[Dataset excerpt]
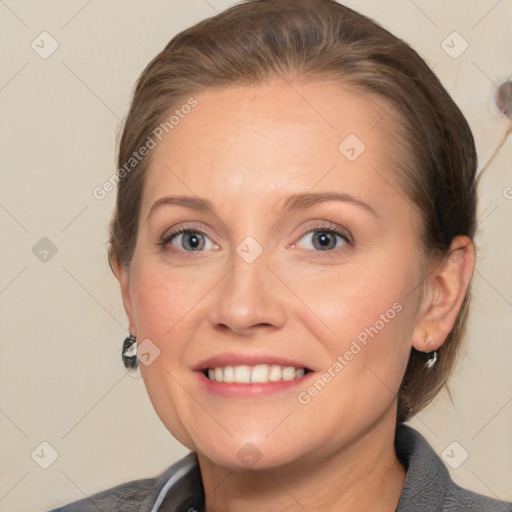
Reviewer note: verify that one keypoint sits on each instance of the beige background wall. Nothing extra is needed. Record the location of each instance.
(62, 381)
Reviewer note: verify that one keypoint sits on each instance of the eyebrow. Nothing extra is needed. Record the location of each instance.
(306, 200)
(293, 202)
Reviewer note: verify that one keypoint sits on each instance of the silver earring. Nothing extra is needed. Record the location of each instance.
(129, 353)
(431, 359)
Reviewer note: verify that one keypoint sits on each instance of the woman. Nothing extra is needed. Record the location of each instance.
(293, 237)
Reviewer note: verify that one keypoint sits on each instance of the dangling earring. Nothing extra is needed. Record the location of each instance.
(431, 359)
(129, 353)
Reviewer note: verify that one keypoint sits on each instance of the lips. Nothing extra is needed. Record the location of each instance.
(251, 369)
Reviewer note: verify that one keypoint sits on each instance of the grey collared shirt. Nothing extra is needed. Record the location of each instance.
(428, 486)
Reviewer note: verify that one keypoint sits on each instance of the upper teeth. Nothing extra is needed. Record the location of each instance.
(260, 373)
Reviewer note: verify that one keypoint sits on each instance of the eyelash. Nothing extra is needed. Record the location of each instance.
(324, 226)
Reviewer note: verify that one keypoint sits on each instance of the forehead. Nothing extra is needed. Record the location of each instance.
(281, 136)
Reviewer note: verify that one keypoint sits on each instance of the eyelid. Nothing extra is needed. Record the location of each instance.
(318, 225)
(188, 226)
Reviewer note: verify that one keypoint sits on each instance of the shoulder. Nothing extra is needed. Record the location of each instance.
(138, 495)
(428, 485)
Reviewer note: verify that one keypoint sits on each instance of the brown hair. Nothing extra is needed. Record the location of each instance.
(259, 40)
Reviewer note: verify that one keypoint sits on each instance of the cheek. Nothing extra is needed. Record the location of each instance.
(164, 298)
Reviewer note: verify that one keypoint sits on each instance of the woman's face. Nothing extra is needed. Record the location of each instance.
(300, 250)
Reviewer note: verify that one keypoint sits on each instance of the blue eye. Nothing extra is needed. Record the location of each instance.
(189, 240)
(324, 240)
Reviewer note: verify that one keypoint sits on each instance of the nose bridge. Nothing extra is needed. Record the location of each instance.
(248, 296)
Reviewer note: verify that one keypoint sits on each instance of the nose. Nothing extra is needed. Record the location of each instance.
(248, 298)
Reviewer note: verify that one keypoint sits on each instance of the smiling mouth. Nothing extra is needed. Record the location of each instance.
(258, 374)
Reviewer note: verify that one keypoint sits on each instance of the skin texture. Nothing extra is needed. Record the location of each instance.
(246, 150)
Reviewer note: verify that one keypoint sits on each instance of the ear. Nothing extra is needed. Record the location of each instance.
(444, 290)
(123, 276)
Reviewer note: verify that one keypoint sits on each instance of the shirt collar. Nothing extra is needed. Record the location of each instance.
(180, 487)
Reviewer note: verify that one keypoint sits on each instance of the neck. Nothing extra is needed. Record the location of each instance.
(366, 475)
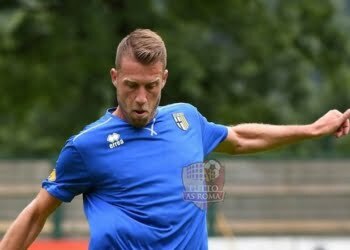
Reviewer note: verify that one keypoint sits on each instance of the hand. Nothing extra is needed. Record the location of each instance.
(333, 122)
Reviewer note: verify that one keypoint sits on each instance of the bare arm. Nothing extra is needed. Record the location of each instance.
(250, 138)
(29, 222)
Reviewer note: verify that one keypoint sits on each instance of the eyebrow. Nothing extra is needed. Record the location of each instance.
(130, 81)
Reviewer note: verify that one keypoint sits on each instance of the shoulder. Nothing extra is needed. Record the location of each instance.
(89, 132)
(179, 107)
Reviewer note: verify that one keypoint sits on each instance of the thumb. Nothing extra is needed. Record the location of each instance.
(346, 115)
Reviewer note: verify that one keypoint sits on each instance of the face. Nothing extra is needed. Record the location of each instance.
(138, 90)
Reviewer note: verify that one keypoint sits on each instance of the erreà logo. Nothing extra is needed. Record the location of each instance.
(114, 140)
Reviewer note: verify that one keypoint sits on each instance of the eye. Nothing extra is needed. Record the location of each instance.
(131, 85)
(151, 85)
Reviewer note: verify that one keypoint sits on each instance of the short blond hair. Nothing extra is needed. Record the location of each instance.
(145, 45)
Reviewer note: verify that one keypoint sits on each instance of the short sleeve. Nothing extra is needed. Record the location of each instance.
(212, 134)
(70, 176)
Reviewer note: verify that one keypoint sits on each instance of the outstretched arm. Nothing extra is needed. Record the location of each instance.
(252, 137)
(29, 222)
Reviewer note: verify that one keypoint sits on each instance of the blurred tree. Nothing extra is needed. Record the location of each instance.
(238, 61)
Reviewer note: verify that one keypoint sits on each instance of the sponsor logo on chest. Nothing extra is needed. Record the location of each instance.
(114, 140)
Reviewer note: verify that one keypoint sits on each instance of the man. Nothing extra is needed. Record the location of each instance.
(128, 164)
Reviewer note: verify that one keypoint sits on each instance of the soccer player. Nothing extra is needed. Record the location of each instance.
(129, 164)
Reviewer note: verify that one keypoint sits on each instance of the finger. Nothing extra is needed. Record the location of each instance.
(346, 115)
(347, 127)
(338, 133)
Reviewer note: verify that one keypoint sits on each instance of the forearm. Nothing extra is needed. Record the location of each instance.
(24, 230)
(252, 137)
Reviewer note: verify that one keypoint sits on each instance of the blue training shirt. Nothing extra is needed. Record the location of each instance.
(131, 179)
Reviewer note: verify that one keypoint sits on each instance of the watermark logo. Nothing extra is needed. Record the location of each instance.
(204, 182)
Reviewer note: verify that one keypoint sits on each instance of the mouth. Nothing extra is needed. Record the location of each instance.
(140, 112)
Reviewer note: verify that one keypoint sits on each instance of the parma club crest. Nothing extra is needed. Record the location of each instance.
(181, 121)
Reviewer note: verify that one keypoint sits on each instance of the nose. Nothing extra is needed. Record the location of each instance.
(141, 96)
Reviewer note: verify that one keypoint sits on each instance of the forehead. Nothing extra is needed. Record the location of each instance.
(133, 70)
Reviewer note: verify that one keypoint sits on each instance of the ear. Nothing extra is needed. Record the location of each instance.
(114, 74)
(165, 77)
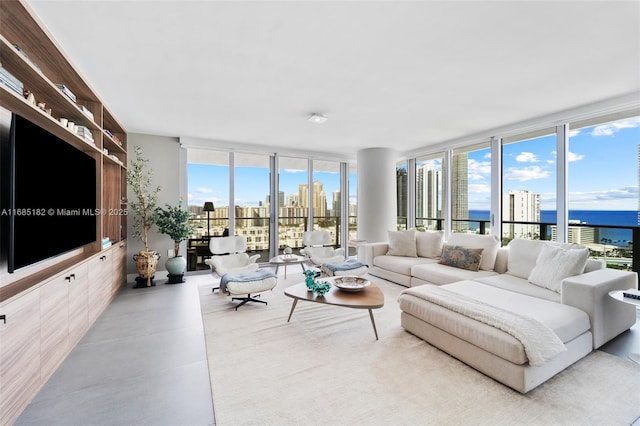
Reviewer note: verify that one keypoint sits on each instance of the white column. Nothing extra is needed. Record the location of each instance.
(376, 193)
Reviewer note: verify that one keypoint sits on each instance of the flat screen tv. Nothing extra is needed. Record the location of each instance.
(49, 195)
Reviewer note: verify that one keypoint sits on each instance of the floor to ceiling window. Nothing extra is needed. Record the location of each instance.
(529, 186)
(326, 198)
(251, 196)
(430, 192)
(208, 181)
(471, 189)
(603, 187)
(293, 199)
(402, 188)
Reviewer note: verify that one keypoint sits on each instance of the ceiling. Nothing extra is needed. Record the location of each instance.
(397, 74)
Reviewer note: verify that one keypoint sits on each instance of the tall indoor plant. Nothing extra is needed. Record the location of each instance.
(146, 196)
(174, 222)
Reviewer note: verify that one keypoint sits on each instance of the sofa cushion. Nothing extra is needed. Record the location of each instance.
(400, 264)
(555, 263)
(438, 274)
(566, 321)
(519, 285)
(402, 243)
(461, 257)
(489, 244)
(429, 243)
(523, 254)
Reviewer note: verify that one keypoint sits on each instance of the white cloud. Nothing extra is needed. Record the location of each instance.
(479, 167)
(526, 173)
(625, 193)
(527, 157)
(479, 188)
(610, 128)
(572, 156)
(204, 190)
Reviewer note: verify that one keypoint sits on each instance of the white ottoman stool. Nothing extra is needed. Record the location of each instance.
(350, 267)
(248, 283)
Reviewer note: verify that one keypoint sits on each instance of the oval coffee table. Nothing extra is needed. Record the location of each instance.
(371, 297)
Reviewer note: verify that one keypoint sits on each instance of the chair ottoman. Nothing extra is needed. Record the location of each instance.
(349, 267)
(248, 283)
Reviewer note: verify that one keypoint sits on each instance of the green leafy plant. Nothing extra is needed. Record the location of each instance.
(174, 222)
(139, 178)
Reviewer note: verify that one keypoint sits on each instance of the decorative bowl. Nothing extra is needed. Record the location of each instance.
(351, 283)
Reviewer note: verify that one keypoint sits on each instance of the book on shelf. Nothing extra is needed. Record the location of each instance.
(11, 81)
(68, 93)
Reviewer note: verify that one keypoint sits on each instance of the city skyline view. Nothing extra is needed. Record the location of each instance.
(603, 173)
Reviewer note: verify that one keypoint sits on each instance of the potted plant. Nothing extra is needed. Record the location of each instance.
(139, 178)
(174, 222)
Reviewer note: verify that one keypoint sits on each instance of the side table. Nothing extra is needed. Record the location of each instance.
(618, 295)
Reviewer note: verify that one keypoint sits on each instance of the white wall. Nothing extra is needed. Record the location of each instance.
(376, 193)
(165, 159)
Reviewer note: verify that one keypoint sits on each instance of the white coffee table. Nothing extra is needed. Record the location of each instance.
(287, 259)
(617, 294)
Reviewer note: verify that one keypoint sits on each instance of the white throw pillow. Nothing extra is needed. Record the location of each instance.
(402, 243)
(523, 254)
(429, 243)
(556, 263)
(489, 243)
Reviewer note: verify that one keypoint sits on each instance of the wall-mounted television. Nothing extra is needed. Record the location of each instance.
(49, 195)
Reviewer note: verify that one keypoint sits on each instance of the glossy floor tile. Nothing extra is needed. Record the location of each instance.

• Work to do
Please resize the lines from the one containing "of the green" through the end of the records, inclusive, by reproducing every one of them. In the answers, multiply each coordinate by 1.1 and round it to a whole number, with halves rounding up.

• Reply
Reviewer note: verify that one keypoint sits on each instance of the green leafy plant. Nothing extra is needed. Record the location of each instance.
(191, 244)
(153, 196)
Reviewer note: verify that one keypoint sits on each instance of the decorative bowl. Nothing extra is needed. Record the location of each instance.
(386, 311)
Reviewer note: verify that one keypoint sits on each instance of the book on shelf. Nothing extra is needed. Record the location of each instance.
(12, 89)
(75, 102)
Reviewer note: verify that one keypoint sits on each instance of the city skyline view. Nothing extra is needed. Record the location of each instance.
(663, 190)
Reviewer note: verify that one keypoint sits on each instance of the potted plant. Nothing extra is needed. Record the location of each instance.
(153, 196)
(191, 244)
Reviewer note: verify that one keypoint sits on each instance of the side table. Nothing extra is needed. Record the location of each instance.
(680, 325)
Reviewer note: verify that one keypoint sits on each instance of the white wall. Nothing extra is needed. Record the location of each instance.
(414, 212)
(182, 175)
Reviewer note: verify that one keypoint sits on each instance of the white coffee table. Nothing extra is needed. Record the location of each instance.
(316, 285)
(679, 323)
Reviewer note: verify that one keypoint sits on each instance of the white throw pillow. Nothing extra is needed. Record the location of each instance.
(442, 267)
(575, 279)
(472, 267)
(612, 289)
(538, 267)
Reviewer note: verify that one keypoint sits on each instance of the wall-mounted television. Nothing extra is needed. Record the location of each instance.
(54, 215)
Reviewer note: verify that one keypoint sits on each instance of the glossy floor tile. Nothing extra is needed. Record the location of each instance.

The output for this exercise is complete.